EXTRACT:

Before starting any concept work I put together a mind map of ideas. I jotted down any points I felt were necessary for creating an interesting character.
These were some of the points I felt had the most value:
Is this character grounded in reality? (Is proper anatomy reference used?)
What is this characters race? (Is this a human or inhuman character and how does that affect it’s appearance?)
What does the character do? (Do they have an interesting job or backstory?)
Is this character a friend or a foe?
Who does this character appeal to? (children, adults, both?)
All of these things have an impact on the appearance of the character and I will be keeping them in mind during the creation process. By doing this I am reminding myself to critique my work and gradually develop an interesting character.
I am currently undertaking re-assessment of a past module, the assignment I have been briefed on requires creation of two “Dora the Explorer” style characters. This presumably meaning two relatively basic characters with cartoon like features.
I have already sculpted a fairly accurate representation of Dora the Explorer, referring to somebody else’s sculpt for help. Both sculptures are pictures below, mine in grey on the left and the reference image on the right.

DATA LINES:
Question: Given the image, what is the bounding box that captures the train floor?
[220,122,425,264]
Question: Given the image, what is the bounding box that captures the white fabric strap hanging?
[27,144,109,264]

WHAT YOU NEED TO DO:
Summarize the post on planning character concepts in three sentences. The lines come from a separate source.

TASK ANSWER:
Before starting concept work, the writer made a mind map of points for creating an interesting character, such as whether it is grounded in reality, what its race is, what it does, whether it is a friend or foe, and who it appeals to. The writer says these points all affect the character's appearance and will be kept in mind during creation as a reminder to critique the work. The writer is redoing a past module whose assignment calls for two "Dora the Explorer" style characters, and has already sculpted Dora with help from someone else's sculpt.